» **BRIEF**: Your answer must be the records below, given again exactly, with no pictures in it.

» **SUPPLIED DATA**:

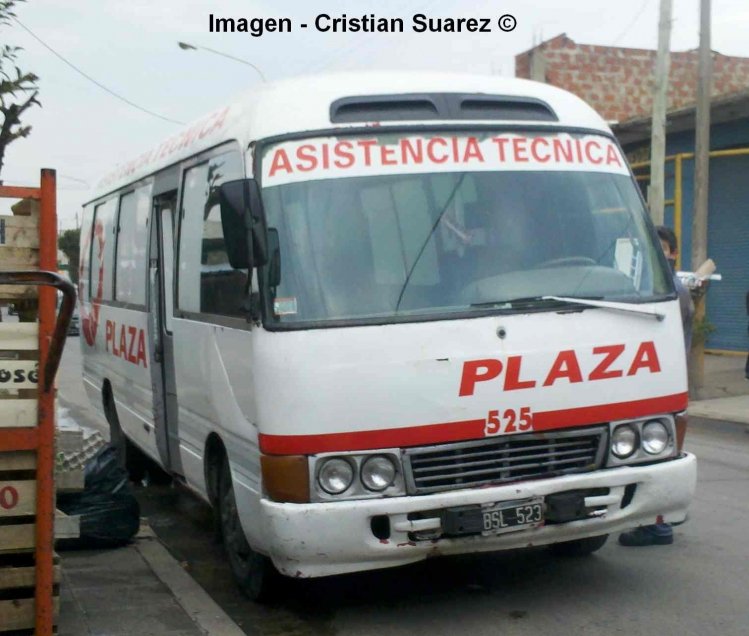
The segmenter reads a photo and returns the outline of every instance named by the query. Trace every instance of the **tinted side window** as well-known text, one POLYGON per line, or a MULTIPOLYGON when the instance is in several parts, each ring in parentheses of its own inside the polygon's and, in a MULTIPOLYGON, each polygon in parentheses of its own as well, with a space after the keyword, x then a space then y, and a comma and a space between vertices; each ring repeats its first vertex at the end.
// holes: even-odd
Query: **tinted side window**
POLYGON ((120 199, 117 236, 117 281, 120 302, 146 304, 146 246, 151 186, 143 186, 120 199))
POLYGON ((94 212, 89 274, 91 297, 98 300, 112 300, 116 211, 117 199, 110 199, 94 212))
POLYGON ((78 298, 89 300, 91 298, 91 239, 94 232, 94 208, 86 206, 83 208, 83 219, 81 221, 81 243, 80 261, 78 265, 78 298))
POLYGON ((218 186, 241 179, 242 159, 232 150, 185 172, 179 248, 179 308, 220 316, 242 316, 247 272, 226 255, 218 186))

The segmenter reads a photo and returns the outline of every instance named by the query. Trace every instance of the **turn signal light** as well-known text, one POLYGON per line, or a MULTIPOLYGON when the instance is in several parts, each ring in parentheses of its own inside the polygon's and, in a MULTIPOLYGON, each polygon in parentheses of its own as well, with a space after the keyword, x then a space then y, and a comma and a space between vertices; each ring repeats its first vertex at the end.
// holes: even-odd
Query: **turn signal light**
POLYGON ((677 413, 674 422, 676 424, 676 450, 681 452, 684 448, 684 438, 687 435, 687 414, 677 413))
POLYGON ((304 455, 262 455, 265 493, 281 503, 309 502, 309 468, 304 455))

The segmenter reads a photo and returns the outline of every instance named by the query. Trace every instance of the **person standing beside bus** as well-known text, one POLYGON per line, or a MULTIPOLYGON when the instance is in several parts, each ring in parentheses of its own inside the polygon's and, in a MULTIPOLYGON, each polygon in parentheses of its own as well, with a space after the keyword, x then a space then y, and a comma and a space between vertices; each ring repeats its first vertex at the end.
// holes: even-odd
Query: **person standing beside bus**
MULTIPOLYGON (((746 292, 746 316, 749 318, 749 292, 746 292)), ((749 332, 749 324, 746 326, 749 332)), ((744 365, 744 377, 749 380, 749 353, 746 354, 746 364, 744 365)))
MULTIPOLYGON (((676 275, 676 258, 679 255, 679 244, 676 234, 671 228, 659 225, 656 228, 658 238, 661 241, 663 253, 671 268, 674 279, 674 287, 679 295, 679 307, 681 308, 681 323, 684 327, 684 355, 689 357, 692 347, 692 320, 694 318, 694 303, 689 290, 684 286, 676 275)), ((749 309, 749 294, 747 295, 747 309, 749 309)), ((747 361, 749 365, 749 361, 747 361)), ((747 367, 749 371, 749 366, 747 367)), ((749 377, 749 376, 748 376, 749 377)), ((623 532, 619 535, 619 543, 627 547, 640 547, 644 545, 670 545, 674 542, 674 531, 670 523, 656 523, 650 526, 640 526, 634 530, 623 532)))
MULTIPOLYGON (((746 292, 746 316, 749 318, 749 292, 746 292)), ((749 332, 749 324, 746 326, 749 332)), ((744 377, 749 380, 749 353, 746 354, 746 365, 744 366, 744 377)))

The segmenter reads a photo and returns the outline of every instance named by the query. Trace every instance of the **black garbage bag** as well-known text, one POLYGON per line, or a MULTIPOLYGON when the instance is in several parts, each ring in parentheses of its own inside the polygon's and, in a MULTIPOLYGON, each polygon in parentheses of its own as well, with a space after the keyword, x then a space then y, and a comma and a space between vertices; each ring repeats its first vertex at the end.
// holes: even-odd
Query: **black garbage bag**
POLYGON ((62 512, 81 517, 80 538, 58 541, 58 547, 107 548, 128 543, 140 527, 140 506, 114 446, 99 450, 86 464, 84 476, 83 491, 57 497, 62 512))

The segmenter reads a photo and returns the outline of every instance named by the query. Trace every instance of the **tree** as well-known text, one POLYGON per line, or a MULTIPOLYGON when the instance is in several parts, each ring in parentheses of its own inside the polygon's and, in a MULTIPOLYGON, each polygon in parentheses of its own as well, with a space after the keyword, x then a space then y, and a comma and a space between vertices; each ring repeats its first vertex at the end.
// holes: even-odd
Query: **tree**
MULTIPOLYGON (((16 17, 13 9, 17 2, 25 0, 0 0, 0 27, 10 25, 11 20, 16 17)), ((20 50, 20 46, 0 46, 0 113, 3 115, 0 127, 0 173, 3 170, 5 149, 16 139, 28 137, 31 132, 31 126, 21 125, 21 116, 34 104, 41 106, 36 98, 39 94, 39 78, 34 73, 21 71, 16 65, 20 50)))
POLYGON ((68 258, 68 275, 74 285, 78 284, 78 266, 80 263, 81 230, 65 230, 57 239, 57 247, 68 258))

» **WRITTEN SOLUTION**:
The segmenter reads a photo and returns the outline of every instance named by the query. Trace every instance of the **tinted side window** as well-known text, one POLYGON per line, or a MULTIPOLYGON when the instance is in several parts, each ring in parentheses of its own inside the polygon's and, in a MULTIPOLYGON, each polygon in parentheses of its own as well, with a space after the keyword, x then a space then y, and a comma and a space between vertices; each ring repeats its first vertex at the end.
// holes: even-odd
Query: **tinted side window**
POLYGON ((120 199, 117 236, 117 281, 120 302, 146 304, 146 246, 151 186, 143 186, 120 199))
POLYGON ((94 212, 89 274, 91 297, 98 300, 112 300, 116 211, 117 199, 110 199, 94 212))
POLYGON ((78 298, 89 300, 91 298, 91 239, 94 232, 94 208, 86 206, 83 208, 83 219, 81 221, 81 243, 80 261, 78 265, 78 298))
POLYGON ((218 186, 241 179, 242 159, 232 150, 185 172, 179 248, 179 308, 220 316, 242 316, 247 272, 226 255, 218 186))

The segmenter reads a photo and returns the outline of every instance named by the query. Trace every instance of the **turn signal light** as well-known text, one POLYGON per line, or a MULTIPOLYGON when the instance is in several parts, each ring in parentheses of its own inside the polygon's and, in a MULTIPOLYGON, each polygon in parentheses of its own as well, with a space after the keyword, x then a space then y, and a comma and a space between vertices; each ring repeats its first vertex at the end.
// holes: even-odd
Query: **turn signal light**
POLYGON ((677 413, 674 422, 676 424, 676 450, 681 452, 684 448, 684 438, 687 435, 687 414, 677 413))
POLYGON ((304 455, 262 455, 265 493, 281 503, 309 502, 309 468, 304 455))

The segmenter reads a photo and returns the outline of every instance named by the query. Trace every instance of the **person standing beside bus** as well-known text, one POLYGON per line, or a MULTIPOLYGON when the instance is in several parts, each ring in parentheses of its own inside the polygon's and, in a MULTIPOLYGON, each polygon in parentheses of its own as well, with a space after the keyword, x then a space then y, and a comma and a space between vertices; each ring repeats its first vertex at the end.
// holes: even-odd
Query: **person standing beside bus**
MULTIPOLYGON (((746 292, 746 316, 749 318, 749 292, 746 292)), ((749 332, 749 324, 746 326, 749 332)), ((744 365, 744 377, 749 380, 749 353, 746 354, 746 364, 744 365)))
MULTIPOLYGON (((676 275, 676 258, 679 255, 679 244, 676 234, 671 228, 659 225, 656 228, 658 238, 661 241, 663 253, 671 268, 674 279, 674 287, 679 295, 679 307, 681 308, 681 323, 684 327, 684 355, 689 357, 692 347, 692 320, 694 318, 694 303, 689 290, 684 286, 676 275)), ((749 309, 749 294, 747 295, 747 309, 749 309)), ((747 361, 749 365, 749 361, 747 361)), ((747 367, 749 371, 749 366, 747 367)), ((749 377, 749 376, 748 376, 749 377)), ((623 532, 619 535, 619 543, 627 547, 640 547, 644 545, 670 545, 674 542, 674 531, 670 523, 656 523, 650 526, 640 526, 634 530, 623 532)))
MULTIPOLYGON (((746 292, 746 316, 749 318, 749 292, 746 292)), ((749 332, 749 324, 746 326, 749 332)), ((744 377, 749 380, 749 353, 746 354, 746 365, 744 366, 744 377)))

The segmenter reads a photo and returns the outline of every instance named by the query. Trace every instance of the **black garbage bag** as well-known text, one POLYGON per line, or a MULTIPOLYGON when the instance is in several parts, each ring in parentheses of its own inside the polygon's and, in a MULTIPOLYGON, each polygon in parentheses of its own as well, with a space after the keyword, x then a space then y, and a comma and a space between vertices; each ring repeats its first vertex at the end.
// holes: even-odd
Query: **black garbage bag**
POLYGON ((62 512, 81 517, 80 538, 58 541, 58 547, 107 548, 128 543, 140 527, 140 506, 114 446, 99 450, 86 464, 84 476, 83 491, 57 497, 62 512))

The segmenter reads a photo and returns the outline of every instance named by the query. Trace every instance of the **tree** as well-known text, one POLYGON per line, or a MULTIPOLYGON when the instance is in several parts, each ring in parentheses of its own inside the polygon's and, in a MULTIPOLYGON, each polygon in parentheses of its own as well, with a space after the keyword, x then a space then y, and a comma and a space between vertices; each ring repeats its first vertex at the end.
// holes: even-odd
Query: **tree**
MULTIPOLYGON (((16 17, 13 9, 17 2, 25 0, 0 0, 0 27, 10 25, 11 20, 16 17)), ((20 50, 20 46, 0 46, 0 113, 3 115, 0 127, 0 173, 3 170, 5 149, 16 139, 28 137, 31 132, 31 126, 21 125, 21 116, 34 104, 41 106, 36 98, 39 94, 39 78, 34 73, 21 71, 16 65, 20 50)))
POLYGON ((68 258, 68 275, 74 285, 78 284, 78 266, 80 263, 81 230, 65 230, 57 239, 57 247, 68 258))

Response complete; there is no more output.